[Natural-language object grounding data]
_ _ _
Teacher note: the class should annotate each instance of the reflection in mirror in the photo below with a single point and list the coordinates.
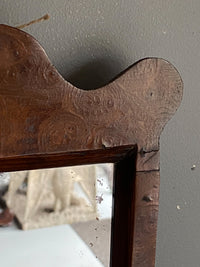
(67, 212)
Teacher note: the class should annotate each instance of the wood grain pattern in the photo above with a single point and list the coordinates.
(146, 217)
(41, 112)
(47, 122)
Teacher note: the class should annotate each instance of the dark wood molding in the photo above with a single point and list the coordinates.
(47, 122)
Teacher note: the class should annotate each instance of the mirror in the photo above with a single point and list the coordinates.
(65, 213)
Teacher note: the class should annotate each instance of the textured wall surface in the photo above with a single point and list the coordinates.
(99, 39)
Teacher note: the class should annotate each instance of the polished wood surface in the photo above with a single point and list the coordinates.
(46, 121)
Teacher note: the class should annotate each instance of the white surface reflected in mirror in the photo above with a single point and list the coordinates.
(67, 216)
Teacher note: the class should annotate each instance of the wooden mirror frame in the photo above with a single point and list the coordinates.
(47, 122)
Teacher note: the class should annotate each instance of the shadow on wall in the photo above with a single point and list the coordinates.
(94, 74)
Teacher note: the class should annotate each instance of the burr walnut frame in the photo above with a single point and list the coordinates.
(47, 122)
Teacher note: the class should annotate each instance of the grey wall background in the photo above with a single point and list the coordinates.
(99, 39)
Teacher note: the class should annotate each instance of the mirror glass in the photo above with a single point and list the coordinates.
_ _ _
TASK OBJECTIVE:
The records above must be copied exactly, with no pictures carried over.

EXERCISE SOLUTION:
Teacher note: the class should annotate each instance of the reflection in mirror in the photo below with a single point and list the coordinates.
(67, 212)
Teacher note: the class should annotate each instance of the wood grain pattern in the photo above with a single point and list the coordinates.
(146, 217)
(41, 112)
(47, 122)
Teacher note: the class should annotate each instance of the dark wood molding in the photo above with a single point and list the coordinates.
(47, 122)
Teacher note: the class should annotate each instance of the mirror in the photo above with a single point and list the coordinates.
(65, 213)
Teacher note: the class should annotate each instance of the textured wall surface in the photo above with a single point and list the coordinates.
(99, 39)
Teacher note: the class should annotate each instance of the polished wood surface in the photo above with a single point and list the coordinates.
(46, 121)
Teacher note: the class should annotate each instance of the white surface reflected in mirror in the photo above with a single point and list the coordinates.
(67, 216)
Teacher note: the class should annotate each instance of the wooden mirror frame in the photo above with a single point and list the coordinates.
(47, 122)
Teacher note: the class should annotate each instance of the shadow on wall in the photo above with a single point and list the coordinates.
(94, 74)
Teacher note: the class should annotate each instance of the burr walnut frame in the photo above with a single point and list the coordinates.
(47, 122)
Teacher note: the class should annotate each instance of the grey wall background in the photo above with a single point and list the coordinates.
(99, 39)
Teacher note: the class should annotate each instance of the mirror glass in the photo above with a single point and list the coordinates.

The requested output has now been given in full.